***** Text for analysis
A wise doctor, in preparing medicine for a patient, considers well his age, temperament and his present condition. So should the interpreter of dreams ponder well the mental state, the health, habits and temperament of the dreamer. These things no one can know so well as the dreamer himself. He, therefore, with the aid of this book, will be able to interpret his dreams by the light that is in him

Man is the microcosm or a miniature world. He has a soul and mental firmament bounded by the stellar dust and the milky way, and filled with the mystery of suns, satellites and stars. These he can study best by the astronomy of induction and introspection. He has also a physical plane, diversified by oceans, lakes, rivers, fertile valleys, waste places and mountains. All are in cosmic interdependency as they are in the macrocosm. Here rests the mystery of being--the grandest of subjects'. The student is no less bewildered and awed than the geologist who gropes blindly through the seams of the earth searching for links in the infinite chain of knowledge, or the astronomer sweeping the heavens of the macrocosm in quest of new phenomena

The two planes are dependent upon each other. It is the smile or disease of the firmament that blesses or diseases the earth. It is likewise the impure firmament of the microcosm that diseases the body and soul. If it reflects the drought of thought or the various states of evil, deserts will enlarge, forest of infectious venomous growth will form the habitation of lust and murder. Before great moral or physical revolutions or catastrophes occur, clouds will darken the horizon of the dream mind, storms will gather, lurid flames of lightning will flash their volatile anger; the explosive thunder will recklessly carry on its bombardment; bells will ring strange knocking will be heard--symbols of a message--phantom forms will be seen, familiar voices will call and plead with you, unknown visitors will threaten you, unearthly struggles with hideous giants and agonies of mind and body will possess you; malformations of the most hideous type will seize your vision; shrouded in sheets of a whitish vapor, evanescent specters, with pallid face and of warning countenance, will cling around you, and contagion and famine will leave their desolate impress upon the flower of health and in the field of plenty. Thus all of us would be nightly warned in our circle or miniature world if we would develop subjective strength to retain the impressions left upon our dream mind. But in spite of all reason and conscience--in spite of the inductive knowledge received through our senses--we go on from day to day, and step by step, feeding our soul on the luscious fruit of the outward senses, until the rank weeds of selfishness have choked out all other forces. Thus the soul is filled with thought images that assume the form of vicious animals, homely visage fowls, rabid and snarling cats and dogs, leprous and virile serpents, cankerous lizards, slimy intestine worms, hairy and malicious insects.
**********
***** Records shown
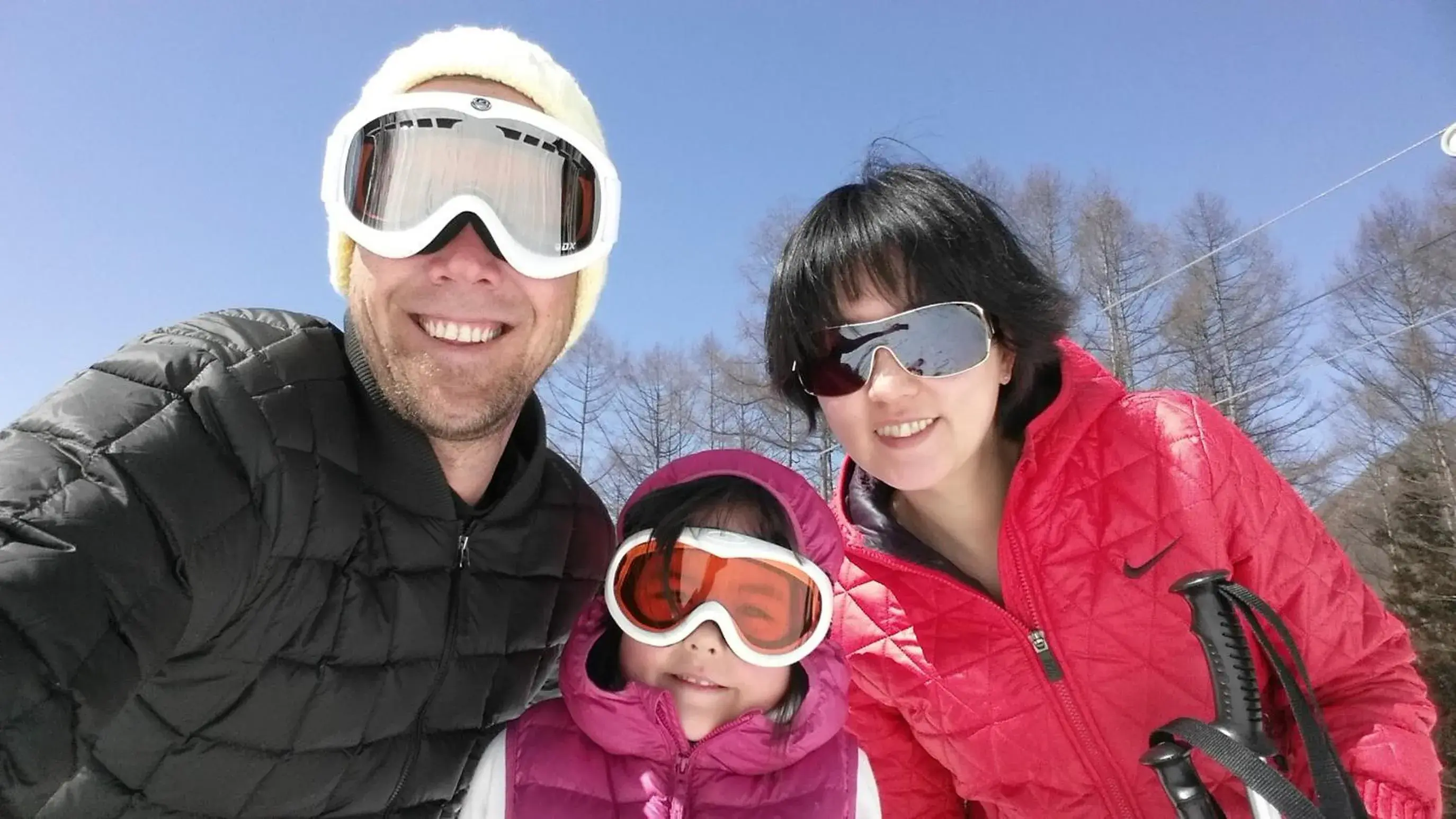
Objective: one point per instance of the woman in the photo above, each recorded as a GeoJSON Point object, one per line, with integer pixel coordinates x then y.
{"type": "Point", "coordinates": [1015, 520]}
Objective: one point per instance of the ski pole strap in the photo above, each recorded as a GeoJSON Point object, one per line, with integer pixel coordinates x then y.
{"type": "Point", "coordinates": [1337, 793]}
{"type": "Point", "coordinates": [1257, 775]}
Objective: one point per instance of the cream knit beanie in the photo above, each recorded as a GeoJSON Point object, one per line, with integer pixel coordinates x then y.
{"type": "Point", "coordinates": [491, 55]}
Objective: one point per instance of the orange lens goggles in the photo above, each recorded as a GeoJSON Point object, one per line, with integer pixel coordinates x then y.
{"type": "Point", "coordinates": [774, 601]}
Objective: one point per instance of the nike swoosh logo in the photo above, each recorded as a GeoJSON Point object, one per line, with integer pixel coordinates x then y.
{"type": "Point", "coordinates": [1135, 572]}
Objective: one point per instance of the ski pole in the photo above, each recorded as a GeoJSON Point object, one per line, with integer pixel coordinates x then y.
{"type": "Point", "coordinates": [1231, 665]}
{"type": "Point", "coordinates": [1181, 783]}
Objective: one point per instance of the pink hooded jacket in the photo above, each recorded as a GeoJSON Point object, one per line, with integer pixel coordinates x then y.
{"type": "Point", "coordinates": [596, 752]}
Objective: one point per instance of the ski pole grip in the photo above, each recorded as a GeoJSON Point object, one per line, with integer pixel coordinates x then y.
{"type": "Point", "coordinates": [1186, 790]}
{"type": "Point", "coordinates": [1231, 665]}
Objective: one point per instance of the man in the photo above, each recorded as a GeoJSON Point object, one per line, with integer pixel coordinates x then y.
{"type": "Point", "coordinates": [254, 565]}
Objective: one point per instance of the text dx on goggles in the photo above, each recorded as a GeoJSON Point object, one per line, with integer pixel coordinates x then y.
{"type": "Point", "coordinates": [401, 169]}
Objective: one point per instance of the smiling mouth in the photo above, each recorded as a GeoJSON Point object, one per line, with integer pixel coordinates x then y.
{"type": "Point", "coordinates": [461, 332]}
{"type": "Point", "coordinates": [698, 683]}
{"type": "Point", "coordinates": [905, 429]}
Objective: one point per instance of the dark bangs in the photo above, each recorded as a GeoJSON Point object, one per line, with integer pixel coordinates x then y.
{"type": "Point", "coordinates": [913, 236]}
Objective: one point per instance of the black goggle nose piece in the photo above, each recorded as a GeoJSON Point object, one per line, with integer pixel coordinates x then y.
{"type": "Point", "coordinates": [455, 228]}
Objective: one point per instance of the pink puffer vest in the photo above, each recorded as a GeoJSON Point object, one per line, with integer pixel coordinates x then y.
{"type": "Point", "coordinates": [619, 754]}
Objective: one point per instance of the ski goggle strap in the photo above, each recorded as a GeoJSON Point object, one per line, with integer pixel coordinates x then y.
{"type": "Point", "coordinates": [401, 169]}
{"type": "Point", "coordinates": [935, 341]}
{"type": "Point", "coordinates": [771, 606]}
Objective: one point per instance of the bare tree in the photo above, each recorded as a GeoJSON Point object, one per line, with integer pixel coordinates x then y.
{"type": "Point", "coordinates": [1043, 210]}
{"type": "Point", "coordinates": [1394, 302]}
{"type": "Point", "coordinates": [578, 392]}
{"type": "Point", "coordinates": [1117, 259]}
{"type": "Point", "coordinates": [656, 419]}
{"type": "Point", "coordinates": [1237, 337]}
{"type": "Point", "coordinates": [731, 398]}
{"type": "Point", "coordinates": [990, 181]}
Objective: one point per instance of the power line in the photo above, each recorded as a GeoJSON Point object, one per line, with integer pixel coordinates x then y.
{"type": "Point", "coordinates": [1337, 357]}
{"type": "Point", "coordinates": [1350, 281]}
{"type": "Point", "coordinates": [1267, 223]}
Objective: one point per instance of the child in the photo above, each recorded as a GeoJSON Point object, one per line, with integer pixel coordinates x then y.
{"type": "Point", "coordinates": [699, 686]}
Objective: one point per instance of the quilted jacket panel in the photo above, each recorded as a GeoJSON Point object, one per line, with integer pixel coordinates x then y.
{"type": "Point", "coordinates": [1116, 497]}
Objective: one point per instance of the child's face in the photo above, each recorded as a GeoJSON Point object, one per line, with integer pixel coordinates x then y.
{"type": "Point", "coordinates": [710, 684]}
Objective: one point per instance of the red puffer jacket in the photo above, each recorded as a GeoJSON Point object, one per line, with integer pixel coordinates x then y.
{"type": "Point", "coordinates": [1041, 706]}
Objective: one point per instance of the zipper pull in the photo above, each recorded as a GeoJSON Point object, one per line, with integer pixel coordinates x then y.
{"type": "Point", "coordinates": [1049, 661]}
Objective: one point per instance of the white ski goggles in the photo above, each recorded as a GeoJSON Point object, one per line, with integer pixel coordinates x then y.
{"type": "Point", "coordinates": [771, 606]}
{"type": "Point", "coordinates": [398, 170]}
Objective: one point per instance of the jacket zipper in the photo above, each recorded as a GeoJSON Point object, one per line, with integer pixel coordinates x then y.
{"type": "Point", "coordinates": [446, 658]}
{"type": "Point", "coordinates": [685, 758]}
{"type": "Point", "coordinates": [1039, 643]}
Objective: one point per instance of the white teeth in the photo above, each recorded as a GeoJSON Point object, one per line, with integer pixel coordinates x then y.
{"type": "Point", "coordinates": [905, 429]}
{"type": "Point", "coordinates": [455, 332]}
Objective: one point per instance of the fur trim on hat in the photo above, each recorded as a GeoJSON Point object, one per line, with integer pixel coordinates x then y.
{"type": "Point", "coordinates": [500, 56]}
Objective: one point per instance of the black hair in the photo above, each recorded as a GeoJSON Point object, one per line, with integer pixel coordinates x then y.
{"type": "Point", "coordinates": [704, 502]}
{"type": "Point", "coordinates": [915, 235]}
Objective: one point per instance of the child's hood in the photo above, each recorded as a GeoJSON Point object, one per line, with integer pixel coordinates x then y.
{"type": "Point", "coordinates": [816, 530]}
{"type": "Point", "coordinates": [641, 721]}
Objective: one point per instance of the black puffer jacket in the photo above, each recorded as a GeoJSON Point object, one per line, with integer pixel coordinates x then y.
{"type": "Point", "coordinates": [232, 584]}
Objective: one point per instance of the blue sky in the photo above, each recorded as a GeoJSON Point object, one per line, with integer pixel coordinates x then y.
{"type": "Point", "coordinates": [162, 159]}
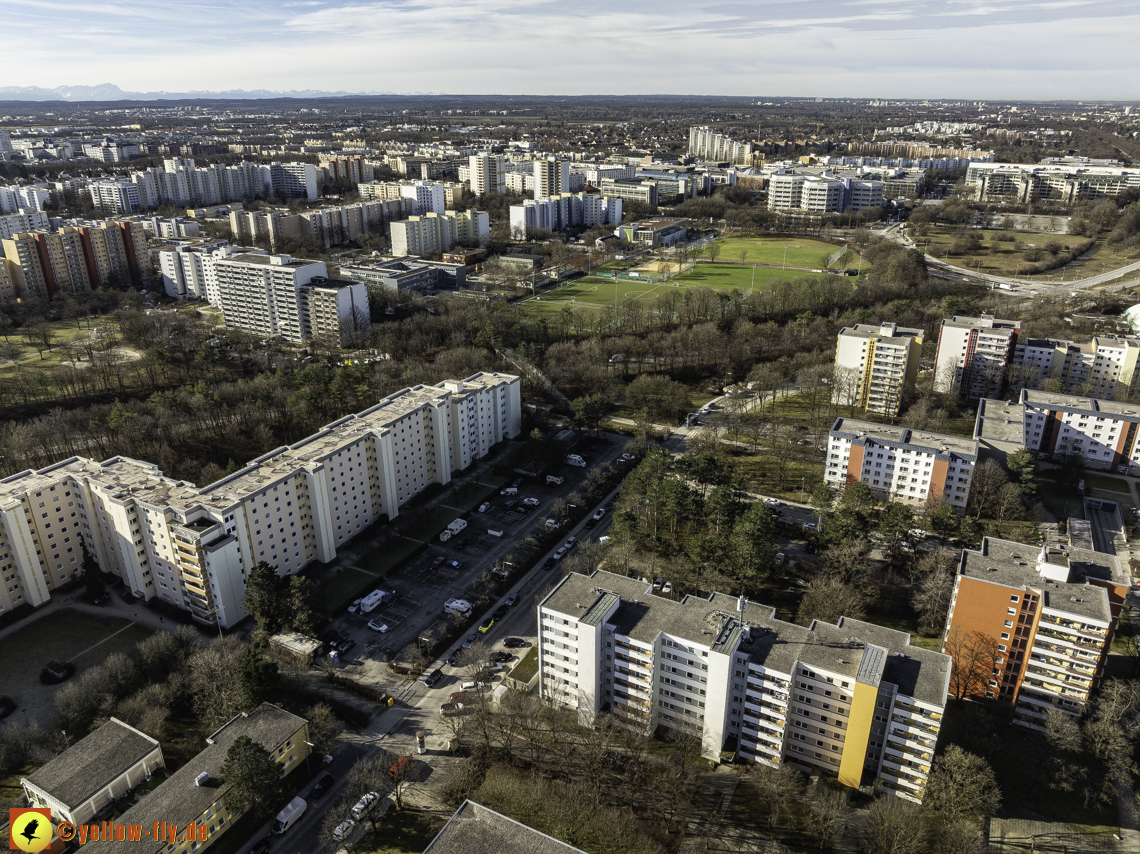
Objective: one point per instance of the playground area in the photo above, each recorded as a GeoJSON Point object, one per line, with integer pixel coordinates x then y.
{"type": "Point", "coordinates": [790, 250]}
{"type": "Point", "coordinates": [594, 291]}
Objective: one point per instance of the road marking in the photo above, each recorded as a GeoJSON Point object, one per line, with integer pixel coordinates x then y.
{"type": "Point", "coordinates": [103, 641]}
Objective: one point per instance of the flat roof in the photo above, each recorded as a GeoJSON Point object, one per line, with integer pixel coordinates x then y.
{"type": "Point", "coordinates": [474, 829]}
{"type": "Point", "coordinates": [925, 440]}
{"type": "Point", "coordinates": [771, 643]}
{"type": "Point", "coordinates": [1015, 566]}
{"type": "Point", "coordinates": [91, 763]}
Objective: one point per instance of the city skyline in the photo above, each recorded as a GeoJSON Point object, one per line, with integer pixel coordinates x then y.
{"type": "Point", "coordinates": [1020, 49]}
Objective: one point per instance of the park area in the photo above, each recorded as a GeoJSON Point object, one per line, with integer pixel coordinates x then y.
{"type": "Point", "coordinates": [1003, 252]}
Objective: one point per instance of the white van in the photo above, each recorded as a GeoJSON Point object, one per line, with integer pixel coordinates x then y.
{"type": "Point", "coordinates": [287, 816]}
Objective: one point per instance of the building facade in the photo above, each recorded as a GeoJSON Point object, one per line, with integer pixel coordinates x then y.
{"type": "Point", "coordinates": [876, 366]}
{"type": "Point", "coordinates": [192, 546]}
{"type": "Point", "coordinates": [1104, 433]}
{"type": "Point", "coordinates": [900, 464]}
{"type": "Point", "coordinates": [1033, 627]}
{"type": "Point", "coordinates": [852, 700]}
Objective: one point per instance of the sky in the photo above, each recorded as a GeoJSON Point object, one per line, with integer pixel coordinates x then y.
{"type": "Point", "coordinates": [975, 49]}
**********
What to work on
a. In the passage on dreams, which features of the physical plane of man are named?
b. According to the passage on dreams, what does a wise doctor consider when preparing medicine for a patient?
These lines come from a different source than the passage on dreams.

Response list
a. Oceans, lakes, rivers, fertile valleys, waste places, and mountains.

b. The patient's age, temperament, and present condition.